- Exercise brief:
Although the listing below holds pictures, reproduce only its lines from the one containing "of the utility" through the last, exactly and without them.

- Data supplied:
● ● ●

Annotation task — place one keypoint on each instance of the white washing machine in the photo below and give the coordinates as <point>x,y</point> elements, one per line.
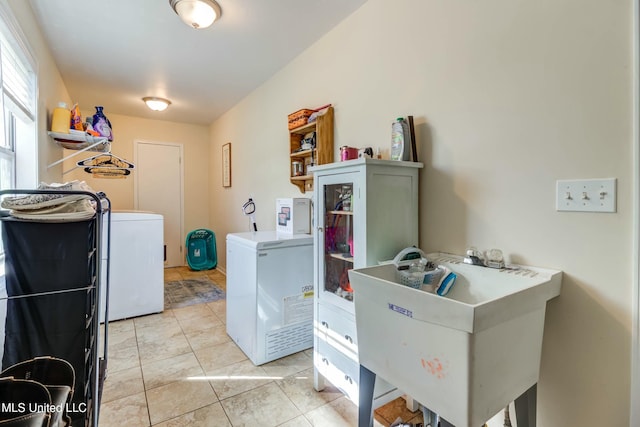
<point>270,293</point>
<point>136,267</point>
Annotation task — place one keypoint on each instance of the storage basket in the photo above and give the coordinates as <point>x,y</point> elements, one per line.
<point>299,118</point>
<point>416,280</point>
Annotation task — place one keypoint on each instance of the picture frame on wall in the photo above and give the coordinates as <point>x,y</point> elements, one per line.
<point>226,165</point>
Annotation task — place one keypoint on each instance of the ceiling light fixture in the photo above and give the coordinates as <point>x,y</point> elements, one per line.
<point>155,103</point>
<point>197,13</point>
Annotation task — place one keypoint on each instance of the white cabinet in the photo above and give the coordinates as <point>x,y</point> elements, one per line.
<point>366,211</point>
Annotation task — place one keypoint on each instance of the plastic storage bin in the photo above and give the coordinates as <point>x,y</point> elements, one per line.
<point>201,249</point>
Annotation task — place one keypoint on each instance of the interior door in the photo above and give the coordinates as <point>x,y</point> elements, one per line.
<point>159,188</point>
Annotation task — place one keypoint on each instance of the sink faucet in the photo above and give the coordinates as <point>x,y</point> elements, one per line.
<point>474,257</point>
<point>494,258</point>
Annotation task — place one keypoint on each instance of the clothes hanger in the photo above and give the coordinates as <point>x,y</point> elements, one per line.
<point>105,160</point>
<point>107,172</point>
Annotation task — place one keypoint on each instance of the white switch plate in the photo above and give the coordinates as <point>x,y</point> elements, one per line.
<point>586,195</point>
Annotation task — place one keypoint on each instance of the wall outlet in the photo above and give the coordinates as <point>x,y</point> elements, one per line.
<point>586,195</point>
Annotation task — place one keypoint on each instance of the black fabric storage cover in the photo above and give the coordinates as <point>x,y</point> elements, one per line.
<point>48,268</point>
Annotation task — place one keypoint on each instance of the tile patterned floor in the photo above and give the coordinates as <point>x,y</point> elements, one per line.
<point>180,368</point>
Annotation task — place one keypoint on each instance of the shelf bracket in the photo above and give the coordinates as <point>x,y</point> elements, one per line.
<point>103,142</point>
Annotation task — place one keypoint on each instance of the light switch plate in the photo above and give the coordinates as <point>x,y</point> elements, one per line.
<point>586,195</point>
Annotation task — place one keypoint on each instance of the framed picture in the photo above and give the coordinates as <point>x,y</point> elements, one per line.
<point>226,165</point>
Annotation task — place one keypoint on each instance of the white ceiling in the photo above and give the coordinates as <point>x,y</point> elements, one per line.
<point>114,52</point>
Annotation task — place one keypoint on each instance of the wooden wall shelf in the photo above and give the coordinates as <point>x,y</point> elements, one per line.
<point>322,154</point>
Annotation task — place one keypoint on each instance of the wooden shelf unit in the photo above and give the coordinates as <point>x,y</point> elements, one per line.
<point>322,154</point>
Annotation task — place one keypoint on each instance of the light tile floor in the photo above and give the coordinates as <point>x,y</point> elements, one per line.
<point>180,368</point>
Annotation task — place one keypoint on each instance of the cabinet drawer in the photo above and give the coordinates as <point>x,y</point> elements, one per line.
<point>338,369</point>
<point>340,327</point>
<point>344,372</point>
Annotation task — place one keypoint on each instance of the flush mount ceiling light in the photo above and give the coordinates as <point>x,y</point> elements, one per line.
<point>196,13</point>
<point>155,103</point>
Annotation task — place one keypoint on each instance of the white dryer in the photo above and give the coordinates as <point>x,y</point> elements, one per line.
<point>136,265</point>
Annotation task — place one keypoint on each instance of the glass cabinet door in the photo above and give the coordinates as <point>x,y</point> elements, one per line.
<point>338,249</point>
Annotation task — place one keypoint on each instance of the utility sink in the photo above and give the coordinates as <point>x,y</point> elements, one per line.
<point>465,355</point>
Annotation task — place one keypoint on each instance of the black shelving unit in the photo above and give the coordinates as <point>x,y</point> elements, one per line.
<point>53,281</point>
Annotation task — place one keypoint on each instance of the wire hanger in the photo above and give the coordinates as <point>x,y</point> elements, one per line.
<point>105,160</point>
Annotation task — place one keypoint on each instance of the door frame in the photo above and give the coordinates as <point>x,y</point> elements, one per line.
<point>634,416</point>
<point>136,187</point>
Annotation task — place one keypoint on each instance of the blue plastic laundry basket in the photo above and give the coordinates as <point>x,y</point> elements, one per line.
<point>201,249</point>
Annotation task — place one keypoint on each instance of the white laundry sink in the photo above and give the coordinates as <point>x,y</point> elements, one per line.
<point>465,355</point>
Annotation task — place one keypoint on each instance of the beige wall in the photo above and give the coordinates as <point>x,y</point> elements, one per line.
<point>127,130</point>
<point>51,88</point>
<point>508,97</point>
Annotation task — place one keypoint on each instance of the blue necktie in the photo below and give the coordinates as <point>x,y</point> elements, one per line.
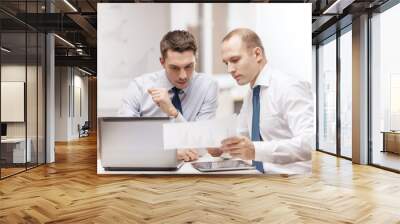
<point>175,99</point>
<point>255,124</point>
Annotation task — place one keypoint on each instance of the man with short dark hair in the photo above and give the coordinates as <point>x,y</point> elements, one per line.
<point>276,121</point>
<point>176,91</point>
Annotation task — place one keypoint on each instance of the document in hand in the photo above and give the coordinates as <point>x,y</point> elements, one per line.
<point>199,134</point>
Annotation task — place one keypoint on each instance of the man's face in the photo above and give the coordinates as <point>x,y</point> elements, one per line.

● ● ●

- Your response:
Annotation task — place one keypoint on each instance of the utility sink in the photo above and give the coordinates as <point>x,y</point> elements, one per line.
<point>465,355</point>
Annotation task — place one keypoint on each instance of the black shelving unit in the photo above and give the coordinates as <point>x,y</point> elements, one per line.
<point>53,281</point>
Annotation task — place one keypoint on each instance of the wire hanger in the photo above and give the coordinates as <point>x,y</point> elements, one per line.
<point>105,160</point>
Annotation task — place one keypoint on each instance of the door frame in the photo above and give the coordinates as <point>x,y</point> elements, one per line.
<point>634,416</point>
<point>136,187</point>
Annotation task — place one keypoint on each instance of the blue plastic laundry basket in the photo above and give the coordinates as <point>x,y</point> elements, one per line.
<point>201,249</point>
Annotation task — place one keypoint on each instance of the white laundry sink in the photo above and give the coordinates as <point>x,y</point> elements, one per line.
<point>465,355</point>
Annotation task — place one keypoint on each instance of the beige wall in the photo above and give the coordinates as <point>x,y</point> elements, one per line.
<point>127,130</point>
<point>51,88</point>
<point>508,97</point>
Annotation task — place one keypoint on each instance of the blue necktie in the photo below and give the coordinates as <point>x,y</point> elements, one per line.
<point>175,99</point>
<point>255,124</point>
Annotation task — place one keypoint on each instance of the man with short dark hair in the photo above and give the coordinates as <point>x,y</point> elements, one per line.
<point>276,121</point>
<point>176,91</point>
Annotation task — place one keypoint on each instance of the document in hand in the photo above and give the coordinates as <point>x,y</point> elements, one per line.
<point>199,134</point>
Annotation task — place one keypoint on each instance of the man's face in the photo above and give the coordinates as <point>x,y</point> elements, one per line.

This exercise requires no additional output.